## [Exercise instructions]
From the line that includes "TASK = point to the support post, one" to the last line of the records, inclusive, repeat each line exactly.
== Data rows ==
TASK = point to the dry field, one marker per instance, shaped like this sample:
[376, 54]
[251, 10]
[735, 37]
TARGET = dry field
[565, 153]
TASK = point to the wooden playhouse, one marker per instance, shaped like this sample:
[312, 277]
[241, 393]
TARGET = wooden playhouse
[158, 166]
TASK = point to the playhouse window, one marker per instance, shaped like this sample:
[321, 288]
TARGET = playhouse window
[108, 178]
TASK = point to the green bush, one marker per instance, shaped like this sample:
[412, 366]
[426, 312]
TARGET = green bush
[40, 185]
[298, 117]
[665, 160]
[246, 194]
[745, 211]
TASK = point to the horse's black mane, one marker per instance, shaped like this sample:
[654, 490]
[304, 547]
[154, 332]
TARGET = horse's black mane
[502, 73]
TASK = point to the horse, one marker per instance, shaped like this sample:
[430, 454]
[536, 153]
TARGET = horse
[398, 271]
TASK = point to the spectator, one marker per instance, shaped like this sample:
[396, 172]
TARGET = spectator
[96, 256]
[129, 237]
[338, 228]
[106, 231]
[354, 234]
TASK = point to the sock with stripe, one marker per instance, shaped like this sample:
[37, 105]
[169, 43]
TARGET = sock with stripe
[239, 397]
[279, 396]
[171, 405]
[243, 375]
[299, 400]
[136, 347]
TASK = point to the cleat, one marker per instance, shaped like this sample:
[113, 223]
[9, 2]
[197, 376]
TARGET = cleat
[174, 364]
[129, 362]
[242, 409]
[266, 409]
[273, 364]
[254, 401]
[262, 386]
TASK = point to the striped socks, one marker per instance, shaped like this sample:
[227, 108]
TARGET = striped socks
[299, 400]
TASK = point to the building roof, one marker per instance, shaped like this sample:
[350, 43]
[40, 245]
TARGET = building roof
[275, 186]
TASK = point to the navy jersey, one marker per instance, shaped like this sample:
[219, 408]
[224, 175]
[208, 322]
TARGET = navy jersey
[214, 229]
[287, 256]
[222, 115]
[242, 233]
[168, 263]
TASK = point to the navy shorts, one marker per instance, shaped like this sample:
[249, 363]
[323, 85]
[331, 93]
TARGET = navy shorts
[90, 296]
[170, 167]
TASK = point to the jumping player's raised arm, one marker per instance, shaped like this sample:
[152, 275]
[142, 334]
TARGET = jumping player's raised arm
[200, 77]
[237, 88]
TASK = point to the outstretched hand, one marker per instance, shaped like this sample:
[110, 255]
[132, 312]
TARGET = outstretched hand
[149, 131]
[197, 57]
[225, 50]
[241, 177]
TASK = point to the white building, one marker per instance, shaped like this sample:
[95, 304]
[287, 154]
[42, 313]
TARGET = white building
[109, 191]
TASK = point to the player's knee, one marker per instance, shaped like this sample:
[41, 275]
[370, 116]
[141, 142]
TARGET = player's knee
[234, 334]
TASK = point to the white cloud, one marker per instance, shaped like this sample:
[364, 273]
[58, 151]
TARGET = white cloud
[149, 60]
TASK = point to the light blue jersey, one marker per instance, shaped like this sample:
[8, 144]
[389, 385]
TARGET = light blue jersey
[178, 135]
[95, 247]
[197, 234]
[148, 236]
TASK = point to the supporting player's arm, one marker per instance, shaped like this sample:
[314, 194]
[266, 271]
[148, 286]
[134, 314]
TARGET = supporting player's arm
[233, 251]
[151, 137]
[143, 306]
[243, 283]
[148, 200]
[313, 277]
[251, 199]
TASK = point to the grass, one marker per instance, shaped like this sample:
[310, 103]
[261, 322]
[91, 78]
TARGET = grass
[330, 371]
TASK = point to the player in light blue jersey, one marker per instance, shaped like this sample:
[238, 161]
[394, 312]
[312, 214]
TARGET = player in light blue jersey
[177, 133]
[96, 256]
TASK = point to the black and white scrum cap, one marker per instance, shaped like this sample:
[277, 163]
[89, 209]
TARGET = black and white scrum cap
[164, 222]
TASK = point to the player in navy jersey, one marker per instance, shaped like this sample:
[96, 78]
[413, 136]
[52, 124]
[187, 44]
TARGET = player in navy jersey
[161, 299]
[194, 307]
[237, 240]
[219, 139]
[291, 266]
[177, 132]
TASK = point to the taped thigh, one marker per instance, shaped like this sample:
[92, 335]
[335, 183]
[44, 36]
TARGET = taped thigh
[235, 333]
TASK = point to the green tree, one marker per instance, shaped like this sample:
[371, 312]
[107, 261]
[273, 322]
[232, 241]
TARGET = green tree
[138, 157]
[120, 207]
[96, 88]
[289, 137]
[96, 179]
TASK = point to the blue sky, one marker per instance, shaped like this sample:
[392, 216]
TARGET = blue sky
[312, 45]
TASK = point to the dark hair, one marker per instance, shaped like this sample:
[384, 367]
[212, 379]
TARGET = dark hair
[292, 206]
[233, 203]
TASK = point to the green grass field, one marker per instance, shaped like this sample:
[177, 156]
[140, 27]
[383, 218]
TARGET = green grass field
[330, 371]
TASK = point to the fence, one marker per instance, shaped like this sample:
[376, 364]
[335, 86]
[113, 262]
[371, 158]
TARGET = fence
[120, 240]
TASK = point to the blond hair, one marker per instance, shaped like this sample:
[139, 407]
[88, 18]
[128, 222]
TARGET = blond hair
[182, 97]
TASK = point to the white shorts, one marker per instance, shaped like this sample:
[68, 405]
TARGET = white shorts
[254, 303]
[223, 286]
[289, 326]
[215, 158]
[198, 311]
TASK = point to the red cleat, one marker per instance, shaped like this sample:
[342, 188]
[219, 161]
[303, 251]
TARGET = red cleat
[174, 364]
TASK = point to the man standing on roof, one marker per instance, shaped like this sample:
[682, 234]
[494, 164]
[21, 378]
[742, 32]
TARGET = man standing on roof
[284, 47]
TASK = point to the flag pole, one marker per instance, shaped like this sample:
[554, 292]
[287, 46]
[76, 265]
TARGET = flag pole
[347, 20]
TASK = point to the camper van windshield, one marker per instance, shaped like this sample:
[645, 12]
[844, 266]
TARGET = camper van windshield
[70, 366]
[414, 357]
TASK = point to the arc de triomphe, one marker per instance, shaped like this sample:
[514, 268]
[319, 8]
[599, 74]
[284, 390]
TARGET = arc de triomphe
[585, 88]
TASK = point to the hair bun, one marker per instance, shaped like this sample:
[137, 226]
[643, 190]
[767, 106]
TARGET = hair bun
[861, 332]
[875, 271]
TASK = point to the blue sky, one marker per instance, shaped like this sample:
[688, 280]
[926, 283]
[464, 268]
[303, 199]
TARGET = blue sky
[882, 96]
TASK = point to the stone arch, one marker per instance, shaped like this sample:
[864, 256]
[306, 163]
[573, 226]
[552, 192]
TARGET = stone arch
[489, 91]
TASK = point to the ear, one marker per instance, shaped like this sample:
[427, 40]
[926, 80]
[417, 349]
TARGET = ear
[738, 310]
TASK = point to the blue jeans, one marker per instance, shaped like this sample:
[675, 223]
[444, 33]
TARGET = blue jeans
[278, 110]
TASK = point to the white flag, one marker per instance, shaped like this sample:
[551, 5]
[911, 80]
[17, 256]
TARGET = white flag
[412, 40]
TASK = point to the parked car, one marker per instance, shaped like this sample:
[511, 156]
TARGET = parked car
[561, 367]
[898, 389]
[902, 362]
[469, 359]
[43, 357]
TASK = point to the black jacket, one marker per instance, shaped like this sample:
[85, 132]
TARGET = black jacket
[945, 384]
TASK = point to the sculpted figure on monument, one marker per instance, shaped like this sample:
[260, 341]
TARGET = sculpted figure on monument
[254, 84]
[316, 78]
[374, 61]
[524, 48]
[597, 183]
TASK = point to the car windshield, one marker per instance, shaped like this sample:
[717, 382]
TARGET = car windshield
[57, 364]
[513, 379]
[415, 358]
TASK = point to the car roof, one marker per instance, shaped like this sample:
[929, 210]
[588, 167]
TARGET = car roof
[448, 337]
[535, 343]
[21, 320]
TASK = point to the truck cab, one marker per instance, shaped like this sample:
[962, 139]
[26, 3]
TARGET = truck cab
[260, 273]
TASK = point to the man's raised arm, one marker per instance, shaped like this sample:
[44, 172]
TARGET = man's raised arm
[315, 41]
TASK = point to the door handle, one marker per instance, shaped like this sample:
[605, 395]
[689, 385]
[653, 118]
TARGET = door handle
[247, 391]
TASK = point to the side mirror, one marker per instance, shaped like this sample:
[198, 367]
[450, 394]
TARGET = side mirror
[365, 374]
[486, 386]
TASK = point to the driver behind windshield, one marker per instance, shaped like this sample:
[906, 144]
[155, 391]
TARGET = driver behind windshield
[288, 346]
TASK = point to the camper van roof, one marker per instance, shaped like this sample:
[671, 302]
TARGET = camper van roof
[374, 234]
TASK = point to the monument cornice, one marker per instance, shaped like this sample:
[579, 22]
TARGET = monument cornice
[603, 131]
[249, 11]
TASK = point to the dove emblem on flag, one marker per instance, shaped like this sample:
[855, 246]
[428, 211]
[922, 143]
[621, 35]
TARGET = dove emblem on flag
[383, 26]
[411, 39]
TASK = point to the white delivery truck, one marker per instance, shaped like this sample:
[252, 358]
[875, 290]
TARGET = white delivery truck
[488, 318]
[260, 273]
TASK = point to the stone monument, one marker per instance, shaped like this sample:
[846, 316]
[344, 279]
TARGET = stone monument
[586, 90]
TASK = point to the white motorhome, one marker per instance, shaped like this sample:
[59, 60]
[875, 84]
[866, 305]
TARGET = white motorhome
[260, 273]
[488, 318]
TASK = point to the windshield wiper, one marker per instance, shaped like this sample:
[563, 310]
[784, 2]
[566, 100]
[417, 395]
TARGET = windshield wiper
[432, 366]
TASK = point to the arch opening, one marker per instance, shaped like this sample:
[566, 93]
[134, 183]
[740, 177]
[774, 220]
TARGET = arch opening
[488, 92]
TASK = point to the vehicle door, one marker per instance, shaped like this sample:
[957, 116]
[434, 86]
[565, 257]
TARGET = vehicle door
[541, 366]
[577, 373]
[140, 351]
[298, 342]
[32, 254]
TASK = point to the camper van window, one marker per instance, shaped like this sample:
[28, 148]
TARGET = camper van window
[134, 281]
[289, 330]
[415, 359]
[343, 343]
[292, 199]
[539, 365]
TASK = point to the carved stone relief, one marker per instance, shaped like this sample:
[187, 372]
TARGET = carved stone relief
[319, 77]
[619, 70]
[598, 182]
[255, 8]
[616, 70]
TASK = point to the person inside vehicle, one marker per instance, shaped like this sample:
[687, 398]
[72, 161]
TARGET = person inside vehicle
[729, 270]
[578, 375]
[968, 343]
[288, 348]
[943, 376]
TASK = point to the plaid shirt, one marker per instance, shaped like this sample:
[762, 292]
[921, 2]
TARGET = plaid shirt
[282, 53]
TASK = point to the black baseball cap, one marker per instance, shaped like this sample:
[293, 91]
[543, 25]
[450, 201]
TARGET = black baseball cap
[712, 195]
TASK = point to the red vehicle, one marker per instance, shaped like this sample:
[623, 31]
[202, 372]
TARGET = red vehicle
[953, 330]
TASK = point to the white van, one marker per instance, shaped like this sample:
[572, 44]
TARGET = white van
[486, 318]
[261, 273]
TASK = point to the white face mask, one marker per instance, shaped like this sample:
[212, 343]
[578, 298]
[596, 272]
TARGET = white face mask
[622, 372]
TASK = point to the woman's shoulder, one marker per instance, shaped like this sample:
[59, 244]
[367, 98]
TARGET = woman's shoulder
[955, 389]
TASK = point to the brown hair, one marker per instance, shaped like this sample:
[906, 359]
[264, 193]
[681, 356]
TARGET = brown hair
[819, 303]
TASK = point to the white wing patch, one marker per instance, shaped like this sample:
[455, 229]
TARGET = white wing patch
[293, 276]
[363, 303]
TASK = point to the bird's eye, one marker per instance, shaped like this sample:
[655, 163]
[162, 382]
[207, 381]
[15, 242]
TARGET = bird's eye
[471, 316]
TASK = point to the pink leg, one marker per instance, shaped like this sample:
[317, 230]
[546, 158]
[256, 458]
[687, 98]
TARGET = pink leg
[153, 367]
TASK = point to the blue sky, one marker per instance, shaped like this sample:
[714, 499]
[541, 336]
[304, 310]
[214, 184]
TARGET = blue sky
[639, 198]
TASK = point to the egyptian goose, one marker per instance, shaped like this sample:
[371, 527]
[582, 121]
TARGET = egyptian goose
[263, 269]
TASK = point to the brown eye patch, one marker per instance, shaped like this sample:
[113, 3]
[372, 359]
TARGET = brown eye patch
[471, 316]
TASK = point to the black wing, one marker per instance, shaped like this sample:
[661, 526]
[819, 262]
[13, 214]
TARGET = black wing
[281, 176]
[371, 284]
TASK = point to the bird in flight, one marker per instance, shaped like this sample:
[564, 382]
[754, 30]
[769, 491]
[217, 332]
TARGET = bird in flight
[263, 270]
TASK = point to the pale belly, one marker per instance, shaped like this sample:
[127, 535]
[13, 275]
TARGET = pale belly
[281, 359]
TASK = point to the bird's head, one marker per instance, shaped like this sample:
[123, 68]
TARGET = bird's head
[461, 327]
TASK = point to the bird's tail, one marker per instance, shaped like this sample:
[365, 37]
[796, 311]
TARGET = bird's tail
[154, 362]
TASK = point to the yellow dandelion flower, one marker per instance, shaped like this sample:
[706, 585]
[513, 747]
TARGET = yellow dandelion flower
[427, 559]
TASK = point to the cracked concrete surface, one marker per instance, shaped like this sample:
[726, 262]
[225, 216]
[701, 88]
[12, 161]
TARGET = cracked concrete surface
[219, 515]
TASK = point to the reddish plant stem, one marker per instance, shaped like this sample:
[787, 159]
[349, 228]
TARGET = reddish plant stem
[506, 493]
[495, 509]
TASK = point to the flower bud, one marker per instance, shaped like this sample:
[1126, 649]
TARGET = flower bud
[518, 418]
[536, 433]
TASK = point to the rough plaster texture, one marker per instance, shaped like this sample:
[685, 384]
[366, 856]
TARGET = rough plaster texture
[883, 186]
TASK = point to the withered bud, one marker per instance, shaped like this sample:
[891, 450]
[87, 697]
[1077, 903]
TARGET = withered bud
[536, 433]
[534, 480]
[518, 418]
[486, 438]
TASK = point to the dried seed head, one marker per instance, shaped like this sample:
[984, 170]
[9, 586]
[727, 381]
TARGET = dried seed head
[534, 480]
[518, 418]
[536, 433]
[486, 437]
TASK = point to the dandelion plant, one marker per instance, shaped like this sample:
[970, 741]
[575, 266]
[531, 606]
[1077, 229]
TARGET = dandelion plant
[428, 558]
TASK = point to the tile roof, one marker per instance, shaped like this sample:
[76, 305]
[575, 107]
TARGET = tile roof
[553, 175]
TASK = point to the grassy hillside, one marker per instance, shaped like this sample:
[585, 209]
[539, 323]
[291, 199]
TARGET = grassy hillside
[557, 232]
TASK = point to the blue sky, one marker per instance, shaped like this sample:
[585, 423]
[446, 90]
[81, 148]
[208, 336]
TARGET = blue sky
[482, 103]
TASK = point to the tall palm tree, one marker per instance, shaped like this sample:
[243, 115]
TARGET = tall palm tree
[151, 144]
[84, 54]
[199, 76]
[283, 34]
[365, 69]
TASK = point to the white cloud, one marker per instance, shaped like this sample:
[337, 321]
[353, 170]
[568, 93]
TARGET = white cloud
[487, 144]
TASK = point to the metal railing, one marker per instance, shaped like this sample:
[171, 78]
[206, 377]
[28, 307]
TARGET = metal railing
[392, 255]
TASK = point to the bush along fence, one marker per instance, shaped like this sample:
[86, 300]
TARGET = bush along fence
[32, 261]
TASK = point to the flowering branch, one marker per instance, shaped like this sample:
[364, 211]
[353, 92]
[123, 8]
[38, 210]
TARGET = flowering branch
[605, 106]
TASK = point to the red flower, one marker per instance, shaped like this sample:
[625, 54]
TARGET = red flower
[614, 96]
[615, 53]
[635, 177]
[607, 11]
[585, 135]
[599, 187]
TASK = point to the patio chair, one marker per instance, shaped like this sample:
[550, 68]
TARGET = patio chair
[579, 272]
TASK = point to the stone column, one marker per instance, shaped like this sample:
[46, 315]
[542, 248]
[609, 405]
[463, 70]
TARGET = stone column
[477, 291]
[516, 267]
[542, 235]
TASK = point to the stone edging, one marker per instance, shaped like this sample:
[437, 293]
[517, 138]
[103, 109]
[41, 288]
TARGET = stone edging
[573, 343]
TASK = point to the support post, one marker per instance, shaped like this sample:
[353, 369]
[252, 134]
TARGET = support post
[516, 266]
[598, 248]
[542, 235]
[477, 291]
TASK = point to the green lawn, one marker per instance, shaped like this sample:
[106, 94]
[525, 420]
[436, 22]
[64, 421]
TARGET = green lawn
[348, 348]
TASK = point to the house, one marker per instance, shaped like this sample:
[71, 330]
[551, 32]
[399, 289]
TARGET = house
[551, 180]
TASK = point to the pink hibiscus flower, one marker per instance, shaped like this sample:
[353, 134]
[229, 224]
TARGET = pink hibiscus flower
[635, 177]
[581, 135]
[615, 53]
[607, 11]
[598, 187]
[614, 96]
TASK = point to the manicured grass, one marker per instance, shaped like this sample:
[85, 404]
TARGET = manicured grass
===
## [Result of the task]
TASK = point to the support post, one marker per instance, shaped like this sample:
[353, 369]
[252, 134]
TARGET = support post
[516, 266]
[598, 248]
[542, 235]
[477, 291]
TASK = point to the green lawn, one marker per instance, shaped like this sample:
[106, 94]
[525, 420]
[436, 22]
[64, 421]
TARGET = green lawn
[348, 348]
TASK = point to the house, one marker per instance, shaped like this sample:
[71, 330]
[551, 32]
[399, 289]
TARGET = house
[551, 180]
TASK = point to the pink hibiscus flower, one marker per instance, shaped like this sample:
[353, 134]
[229, 224]
TARGET = pink hibiscus flower
[635, 177]
[581, 135]
[615, 53]
[607, 11]
[598, 187]
[614, 96]
TASK = point to the manicured grass, one marker per instance, shaped like this sample:
[85, 404]
TARGET = manicured grass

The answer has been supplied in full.